**Aim of the task:**
Return the passage on the web-winding machine's braking and motor bracket sequence word for word, in full.

**Supplied text:**
^^^^^^^^

When the desired length of web has been wound on the core, as determined by the position of the appropriate cam roller 59, this cam roller will operate the pivot control arm 61 by engaging the roller 60 as a result of the predetermined number of revolutions of the core co-operating and metering roll 46.
During the movement of the motor bracket 63 away from the core co-operating roll 46, as a result of web build up on the core, the motor bracket will be moved sufficiently to release a control valve 104 to interrupt air jet flow, but not sufficiently to open limit valve LV-2. It will be understood that there is sufficient clearance between the mandril and film guide to accommodate the web built up without interference from the film guide.
It will be understood that upon actuation of the control arm 61 the motor 64 will be de-energized and the brakes will be applied. In the application of the brakes, air cylinder 41 will be energized to apply the brake 13 immediately to the parent roll brake drum 11 as will the air cylinder 52 to apply the brake 49 to the metering roll shaft brake drum 48 and the air cylinder 85 will be actuated to move the brake 81 towards a braking position for braking rotation of the mandril. At the same time the motor bracket air cylinder 72 will be operated to swing the motor bracket 63 from the winding position to the loading and unloading station. In this connection it will be seen from FIG. 3 that the extension of the motor bracket operating air cylinder piston 74 will swing the motor bracket clockwise to the loading and unloading station as viewed from the position of FIG. 3 while extension of the piston 84 of the air cylinder 85 will swing the brake 81 counter-clockwise towards the braking position causing the brake 81 to meet the brake drum 69 connected to the mandril at a point intermediate between the motor bracket winding and loading and unloading positions, after which braking will commence and progressively increase until the motor bracket reaches the loading and unloading position, at which point the mandril will have been braked to a stop. As the motor bracket air cylinder 72 is operated to retract the motor bracket 63 so too is the film guide actuating air cylinder 98 to retract the film guide to the position of FIG. 8. Also as the piston 74 of the motor bracket controlling air cylinder 72 is extended to swing the motor bracket to the loading and unloading position, the arm 75 associated with air cylinder 72, which previously upon swinging the motor bracket 63 to the winding position had lifted the backlash rollers 80 off the web W led over top of the roll 46, moves out of contact with the adjusting screw 76 to allow the backlash rollers to come down and ride on the web W.

^^^^^^^^

**Given information:**
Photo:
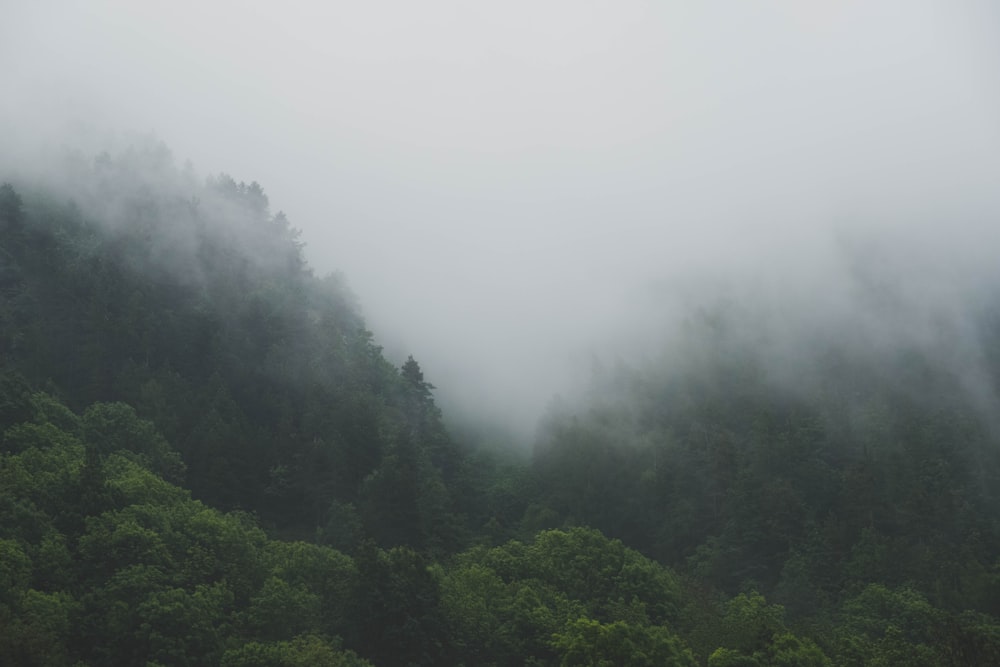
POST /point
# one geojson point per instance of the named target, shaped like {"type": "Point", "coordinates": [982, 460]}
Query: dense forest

^^^^^^^^

**Answer to this exercise:**
When the desired length of web has been wound on the core, as determined by the position of the appropriate cam roller 59, this cam roller will operate the pivot control arm 61 by engaging the roller 60 as a result of the predetermined number of revolutions of the core co-operating and metering roll 46.
During the movement of the motor bracket 63 away from the core co-operating roll 46, as a result of web build up on the core, the motor bracket will be moved sufficiently to release a control valve 104 to interrupt air jet flow, but not sufficiently to open limit valve LV-2. It will be understood that there is sufficient clearance between the mandril and film guide to accommodate the web built up without interference from the film guide.
It will be understood that upon actuation of the control arm 61 the motor 64 will be de-energized and the brakes will be applied. In the application of the brakes, air cylinder 41 will be energized to apply the brake 13 immediately to the parent roll brake drum 11 as will the air cylinder 52 to apply the brake 49 to the metering roll shaft brake drum 48 and the air cylinder 85 will be actuated to move the brake 81 towards a braking position for braking rotation of the mandril. At the same time the motor bracket air cylinder 72 will be operated to swing the motor bracket 63 from the winding position to the loading and unloading station. In this connection it will be seen from FIG. 3 that the extension of the motor bracket operating air cylinder piston 74 will swing the motor bracket clockwise to the loading and unloading station as viewed from the position of FIG. 3 while extension of the piston 84 of the air cylinder 85 will swing the brake 81 counter-clockwise towards the braking position causing the brake 81 to meet the brake drum 69 connected to the mandril at a point intermediate between the motor bracket winding and loading and unloading positions, after which braking will commence and progressively increase until the motor bracket reaches the loading and unloading position, at which point the mandril will have been braked to a stop. As the motor bracket air cylinder 72 is operated to retract the motor bracket 63 so too is the film guide actuating air cylinder 98 to retract the film guide to the position of FIG. 8. Also as the piston 74 of the motor bracket controlling air cylinder 72 is extended to swing the motor bracket to the loading and unloading position, the arm 75 associated with air cylinder 72, which previously upon swinging the motor bracket 63 to the winding position had lifted the backlash rollers 80 off the web W led over top of the roll 46, moves out of contact with the adjusting screw 76 to allow the backlash rollers to come down and ride on the web W.